◆ TEXTAUSZUG:
Die notwendige Alternative, wenigstens auf der theoretischen Ebene, formulierte der selbst schon zum Klassiker geronnene marxistische Philosoph Hans-Heinz Holz. Überleben, menschliches Überleben, sei letztlich nur im Sozialismus möglich, proklamierte Holz; eine bessere Zukunft sei allerdings nur erreichbar, wenn die Eigentums-und schließlich die Machtfrage gestellt werde.

Doch blieb Holzens Vortrag seltsam abgehoben von einer alltäglich erfahrbaren Wirklichkeit, die durch den scheinbaren Totalsieg des Kapitalismus und nahezu widerstandslose Durchsetzung einer rabiaten sozialdarwinistischen Ellenbogenethik gekennzeichnet ist. Wer, so hätte beispielsweise eine naive Frage lauten können, sollte denn den Systemwechsel durchsetzen? Es war zwar überraschend viel junges Volk auf der Straße zu sehen, doch dürfte es sich dennoch wohl um eine insgesamt - noch - recht kleine Minderheit handeln, während 90 Prozent der Gleichaltrigen eher zur Deutschland-sucht-den-Superstar - und Modeklamotten-Generation gehört. Woher bei solcher lebensweltlicher Prägung der politische Zündfunke kommen soll, der Mehrheiten dazu bringen würde, ihre eigene Zukunft einzufordern - und zwar ganz anders als nach dem Muster von "Du bist Deutschland -, darauf gaben auch die vielen klugen Vorträge in der Humboldt-Universität keine schlüssige Antwort. Und so schien denn der linke Pragmatismus eines Oskar Lafontaine immerhin noch eine für den Moment und die nahe Zukunft gangbare Brücke zwischen den großen Theorieentwürfen und der im kapitalistischen Machtprimat fest eingemauerten Wirklichkeit zu schlagen.

Neben aller tagesaktueller Analyse haftete "Oskars" Auftritt auch ein Stück historischer Symbolik an. Denn der einstige Vorsitzende der Sozialdemokratischen Partei ehrte mit Rosa Luxemburg und Karl Liebknecht zwei Opfer der Kumpanei, die ein früherer SPD-Vorsitzender namens Friedrich Ebert mit monarchistischen Reichswehrkreisen und rechtsradikalen Freicorps eingegangen war, um Arbeiteraufstände niederzuschlagen und die "kommunistische Gefahr auszumerzen".

◆ VORLIEGENDES MATERIAL:
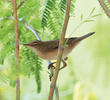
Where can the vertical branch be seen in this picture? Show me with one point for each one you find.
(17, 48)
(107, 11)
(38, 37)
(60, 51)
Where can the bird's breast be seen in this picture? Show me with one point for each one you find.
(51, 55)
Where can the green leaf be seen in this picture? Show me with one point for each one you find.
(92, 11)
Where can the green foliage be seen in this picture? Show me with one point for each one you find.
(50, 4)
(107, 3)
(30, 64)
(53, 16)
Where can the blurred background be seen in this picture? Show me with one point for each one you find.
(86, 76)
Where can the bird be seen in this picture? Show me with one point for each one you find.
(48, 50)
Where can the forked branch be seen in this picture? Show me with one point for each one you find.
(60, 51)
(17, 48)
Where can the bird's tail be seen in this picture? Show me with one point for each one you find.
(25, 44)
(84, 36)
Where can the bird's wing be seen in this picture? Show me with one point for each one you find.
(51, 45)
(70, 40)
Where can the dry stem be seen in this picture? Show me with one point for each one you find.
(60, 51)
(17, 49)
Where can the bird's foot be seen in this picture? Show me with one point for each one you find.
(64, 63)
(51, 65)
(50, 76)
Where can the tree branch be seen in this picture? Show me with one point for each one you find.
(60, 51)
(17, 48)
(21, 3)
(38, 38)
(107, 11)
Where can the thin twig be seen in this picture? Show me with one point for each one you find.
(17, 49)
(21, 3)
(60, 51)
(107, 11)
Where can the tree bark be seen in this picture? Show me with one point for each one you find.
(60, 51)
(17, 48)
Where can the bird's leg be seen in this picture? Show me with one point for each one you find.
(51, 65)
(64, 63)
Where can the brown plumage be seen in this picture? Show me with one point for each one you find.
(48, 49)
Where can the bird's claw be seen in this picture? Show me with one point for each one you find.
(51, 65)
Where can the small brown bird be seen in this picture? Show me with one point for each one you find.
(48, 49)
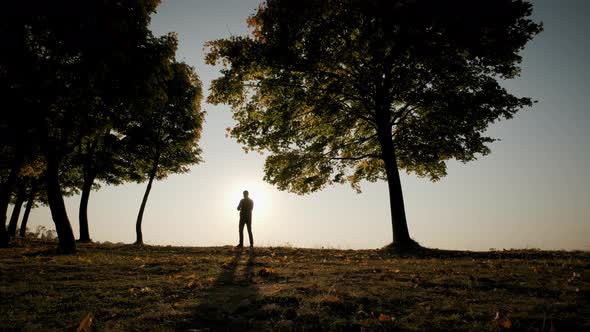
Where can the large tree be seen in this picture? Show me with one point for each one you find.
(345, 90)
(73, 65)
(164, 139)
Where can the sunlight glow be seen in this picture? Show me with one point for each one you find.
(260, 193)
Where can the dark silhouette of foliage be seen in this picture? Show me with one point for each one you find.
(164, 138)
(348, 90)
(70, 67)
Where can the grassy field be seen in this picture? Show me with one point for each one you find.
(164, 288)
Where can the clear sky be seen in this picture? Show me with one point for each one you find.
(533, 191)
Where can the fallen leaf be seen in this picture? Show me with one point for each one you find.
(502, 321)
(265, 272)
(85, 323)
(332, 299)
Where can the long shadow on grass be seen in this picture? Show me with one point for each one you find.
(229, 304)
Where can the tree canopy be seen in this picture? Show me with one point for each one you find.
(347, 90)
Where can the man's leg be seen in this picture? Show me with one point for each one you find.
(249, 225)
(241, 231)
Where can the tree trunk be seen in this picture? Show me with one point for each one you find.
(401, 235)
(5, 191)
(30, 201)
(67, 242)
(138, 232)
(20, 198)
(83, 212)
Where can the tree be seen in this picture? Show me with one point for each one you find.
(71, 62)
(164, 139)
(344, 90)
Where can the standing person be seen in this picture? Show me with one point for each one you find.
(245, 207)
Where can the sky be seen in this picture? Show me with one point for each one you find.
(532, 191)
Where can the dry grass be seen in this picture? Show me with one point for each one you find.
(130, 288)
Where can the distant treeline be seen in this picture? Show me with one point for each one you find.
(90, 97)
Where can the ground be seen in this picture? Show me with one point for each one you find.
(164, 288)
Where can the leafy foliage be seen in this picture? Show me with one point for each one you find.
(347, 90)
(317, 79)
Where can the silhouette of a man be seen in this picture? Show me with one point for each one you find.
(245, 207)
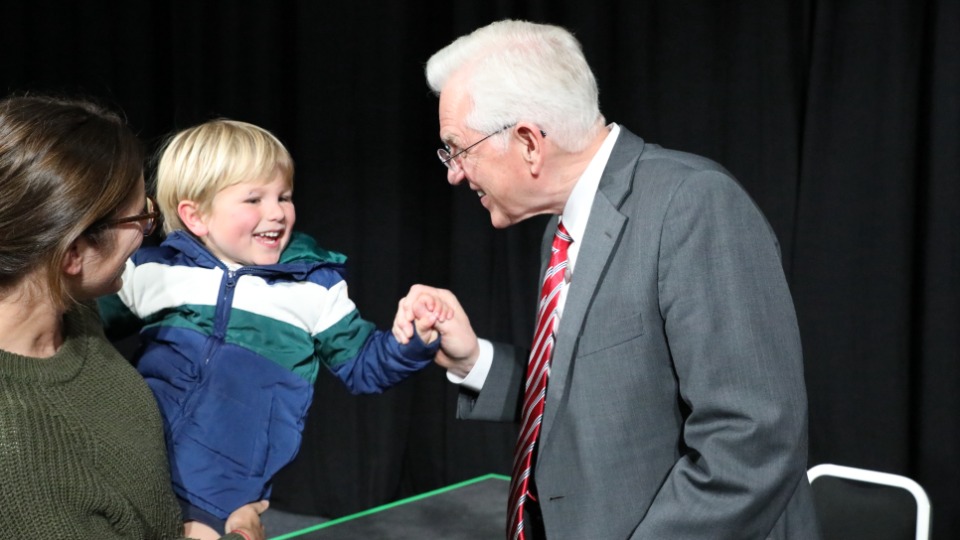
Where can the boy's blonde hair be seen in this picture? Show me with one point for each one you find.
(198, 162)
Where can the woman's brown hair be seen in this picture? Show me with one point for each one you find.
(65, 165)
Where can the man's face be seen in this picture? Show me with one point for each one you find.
...
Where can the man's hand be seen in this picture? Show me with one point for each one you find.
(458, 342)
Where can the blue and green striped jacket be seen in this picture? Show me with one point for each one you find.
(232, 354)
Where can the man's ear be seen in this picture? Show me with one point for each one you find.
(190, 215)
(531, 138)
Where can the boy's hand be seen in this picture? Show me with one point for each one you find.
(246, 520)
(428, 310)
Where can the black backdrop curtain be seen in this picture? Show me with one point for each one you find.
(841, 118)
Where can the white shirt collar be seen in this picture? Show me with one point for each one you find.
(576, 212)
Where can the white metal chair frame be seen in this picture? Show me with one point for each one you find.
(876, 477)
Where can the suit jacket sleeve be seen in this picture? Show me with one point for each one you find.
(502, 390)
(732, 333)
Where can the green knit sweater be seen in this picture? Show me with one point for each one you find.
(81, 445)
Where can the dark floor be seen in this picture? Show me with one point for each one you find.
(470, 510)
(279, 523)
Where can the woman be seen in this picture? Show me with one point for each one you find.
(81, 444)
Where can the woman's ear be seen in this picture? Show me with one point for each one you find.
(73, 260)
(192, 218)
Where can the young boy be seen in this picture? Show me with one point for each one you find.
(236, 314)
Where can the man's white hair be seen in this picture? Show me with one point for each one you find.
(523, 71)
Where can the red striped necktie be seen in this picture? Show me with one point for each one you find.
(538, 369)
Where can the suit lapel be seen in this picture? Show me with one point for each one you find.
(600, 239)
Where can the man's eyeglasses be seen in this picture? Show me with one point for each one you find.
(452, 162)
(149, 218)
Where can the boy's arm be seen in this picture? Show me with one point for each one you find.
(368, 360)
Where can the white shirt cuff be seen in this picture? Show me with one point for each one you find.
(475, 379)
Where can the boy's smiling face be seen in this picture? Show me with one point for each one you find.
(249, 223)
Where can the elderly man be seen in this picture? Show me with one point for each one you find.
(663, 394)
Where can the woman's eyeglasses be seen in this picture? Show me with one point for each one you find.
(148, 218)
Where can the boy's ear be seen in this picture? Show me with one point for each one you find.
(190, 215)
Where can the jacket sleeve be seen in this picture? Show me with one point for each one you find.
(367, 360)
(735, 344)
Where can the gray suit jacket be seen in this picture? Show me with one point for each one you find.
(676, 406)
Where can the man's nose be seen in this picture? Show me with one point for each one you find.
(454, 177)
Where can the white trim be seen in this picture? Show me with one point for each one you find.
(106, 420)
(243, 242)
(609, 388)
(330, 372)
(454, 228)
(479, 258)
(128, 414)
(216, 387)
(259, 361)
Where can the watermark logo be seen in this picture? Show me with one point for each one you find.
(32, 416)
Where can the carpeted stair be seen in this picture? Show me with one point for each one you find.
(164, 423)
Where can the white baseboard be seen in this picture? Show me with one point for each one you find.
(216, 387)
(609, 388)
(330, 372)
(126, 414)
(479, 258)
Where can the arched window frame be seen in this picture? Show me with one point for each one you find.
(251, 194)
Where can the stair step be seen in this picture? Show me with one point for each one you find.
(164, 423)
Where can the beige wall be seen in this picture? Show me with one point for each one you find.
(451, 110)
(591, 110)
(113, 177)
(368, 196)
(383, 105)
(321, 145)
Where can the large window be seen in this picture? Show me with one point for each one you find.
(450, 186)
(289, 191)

◆ AUFGABE: Schreib aus dem Textauszug die Stelle von "Die notwendige Alternative, wenigstens" bis "Machtfrage gestellt werde." wortgetreu ab.

◆ ANTWORT:
Die notwendige Alternative, wenigstens auf der theoretischen Ebene, formulierte der selbst schon zum Klassiker geronnene marxistische Philosoph Hans-Heinz Holz. Überleben, menschliches Überleben, sei letztlich nur im Sozialismus möglich, proklamierte Holz; eine bessere Zukunft sei allerdings nur erreichbar, wenn die Eigentums-und schließlich die Machtfrage gestellt werde.